>>

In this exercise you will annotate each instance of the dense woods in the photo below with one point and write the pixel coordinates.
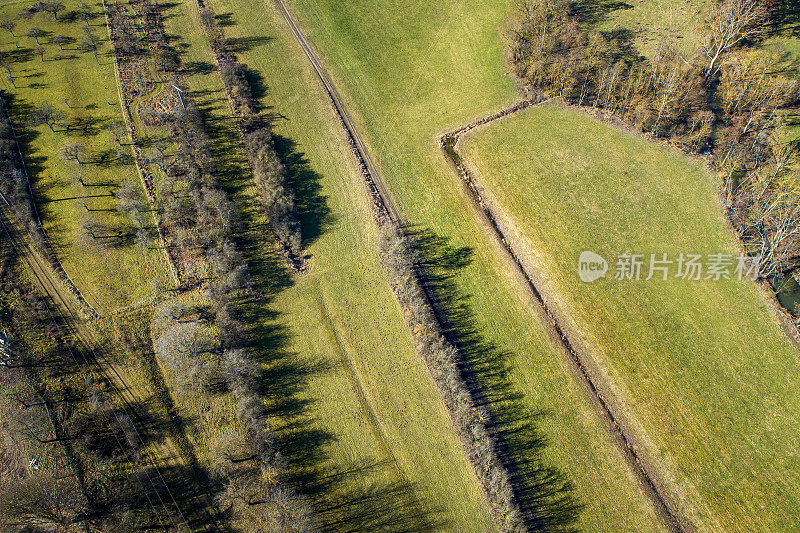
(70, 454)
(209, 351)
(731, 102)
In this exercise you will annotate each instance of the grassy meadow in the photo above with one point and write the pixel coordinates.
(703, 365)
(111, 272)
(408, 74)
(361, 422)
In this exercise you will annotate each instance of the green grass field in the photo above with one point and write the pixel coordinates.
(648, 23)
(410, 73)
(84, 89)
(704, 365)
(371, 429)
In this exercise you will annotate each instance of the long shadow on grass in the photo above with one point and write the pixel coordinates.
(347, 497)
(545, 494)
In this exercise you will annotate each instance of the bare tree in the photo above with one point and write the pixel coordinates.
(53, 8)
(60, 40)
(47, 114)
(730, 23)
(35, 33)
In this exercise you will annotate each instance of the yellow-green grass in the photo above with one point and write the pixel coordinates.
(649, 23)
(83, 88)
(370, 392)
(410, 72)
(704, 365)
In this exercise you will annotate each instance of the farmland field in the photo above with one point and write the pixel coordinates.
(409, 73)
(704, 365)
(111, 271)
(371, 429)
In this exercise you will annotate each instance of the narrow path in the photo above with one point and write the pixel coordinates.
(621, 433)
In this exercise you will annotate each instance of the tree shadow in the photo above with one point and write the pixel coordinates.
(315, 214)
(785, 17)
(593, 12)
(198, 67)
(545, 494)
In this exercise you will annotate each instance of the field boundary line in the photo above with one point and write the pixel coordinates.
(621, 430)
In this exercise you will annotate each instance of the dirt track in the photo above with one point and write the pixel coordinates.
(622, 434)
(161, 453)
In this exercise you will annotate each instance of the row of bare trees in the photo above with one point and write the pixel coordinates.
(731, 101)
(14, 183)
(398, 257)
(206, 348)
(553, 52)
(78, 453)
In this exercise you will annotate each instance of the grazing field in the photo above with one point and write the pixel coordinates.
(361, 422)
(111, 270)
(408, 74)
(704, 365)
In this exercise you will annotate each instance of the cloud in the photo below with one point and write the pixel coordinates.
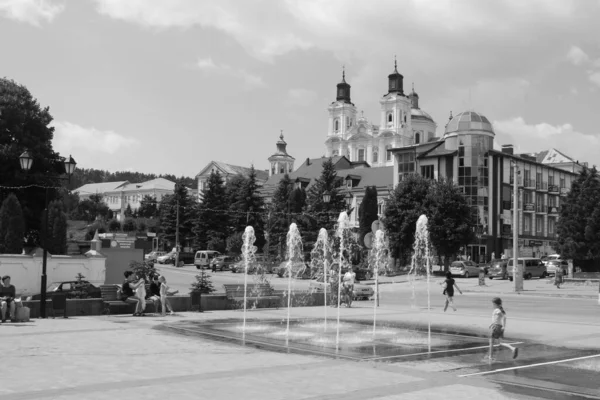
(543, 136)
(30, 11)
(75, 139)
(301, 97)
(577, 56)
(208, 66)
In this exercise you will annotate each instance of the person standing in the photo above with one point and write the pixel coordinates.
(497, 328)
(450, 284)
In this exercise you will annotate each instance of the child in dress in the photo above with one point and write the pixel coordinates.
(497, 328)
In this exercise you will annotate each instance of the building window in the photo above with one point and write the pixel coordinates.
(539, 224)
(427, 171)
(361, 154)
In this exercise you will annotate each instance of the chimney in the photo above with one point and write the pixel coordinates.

<<

**PROBLEM DESCRIPTION:**
Edit the listing above so that each "photo" becomes "image" and nothing else changes, and leave the pictures out of your answer.

**TASK RESPONSE:**
In this exercise you will annotate each instance of the dense woods in the image below with one point and write the pixel coordinates.
(70, 454)
(209, 351)
(731, 102)
In this exercise you will annotate each instance of the grassy meadow in the image above with one point and write the pixel coordinates.
(703, 365)
(111, 272)
(408, 74)
(361, 422)
In this exercise you will annotate each instance of the green grass field in the image above with one point and write the pixel coordinates.
(648, 23)
(410, 73)
(84, 89)
(704, 365)
(371, 429)
In this exercise you will annotate each instance of the long shadow on grass in the image above with one point and write the pixel coordinates.
(347, 497)
(545, 494)
In this exercise you will annotate each instance of the bare tree in the image above with one point and write the pixel coordinates.
(53, 8)
(60, 40)
(47, 114)
(730, 23)
(35, 33)
In this exercise you will annotate each instance of the yellow-green grass in the image above with one point and write the pixel coordinates.
(649, 23)
(83, 88)
(370, 392)
(410, 72)
(704, 365)
In this exercise you will annotate each instance of the farmland field in the image above with one point and write the pixel coordinates.
(409, 73)
(704, 365)
(111, 271)
(371, 429)
In this exercise you will annotate each instance of the narrow path in the image above with one point and write the pixel coordinates.
(621, 433)
In this exercise you will annotate each instance of the tree shadow in the image above with one point and write the pixel coordinates.
(315, 214)
(785, 17)
(593, 12)
(198, 67)
(545, 494)
In this exercise you will annotate each instance of the field boundary line in the image above with one point and write the pixel coordinates.
(621, 430)
In this exercise you will annotate each instance of the dirt track in the image above with one point and write the pixel coordinates.
(622, 434)
(161, 453)
In this exercise you will annotate each instance of the row of bare trees in the image above with one point and write the pixel coordinates.
(731, 101)
(14, 183)
(398, 257)
(206, 348)
(553, 52)
(78, 453)
In this exercise you will annotate each instance of the grazing field in the image above with one point and write the pixel coordinates.
(361, 422)
(111, 270)
(408, 74)
(704, 365)
In this exercise you will annotate each instance of the cloud in the image below with one point and write the pixel coordinates.
(543, 136)
(30, 11)
(75, 139)
(301, 97)
(577, 56)
(208, 66)
In this exercise you will annotate each instance of the person standing in the image above with one point and write the pixel coordinates.
(497, 328)
(450, 284)
In this exercise you will annotate each instance of the child in dress in the image above with one point and write the pixel coordinates.
(497, 328)
In this exercise you will annotate each instance of the building window in the image above with one point and write the pixel coordinates.
(539, 224)
(427, 171)
(361, 154)
In this exercise you will annotate each instance of the chimney in the image above with one point and write the pixel coordinates.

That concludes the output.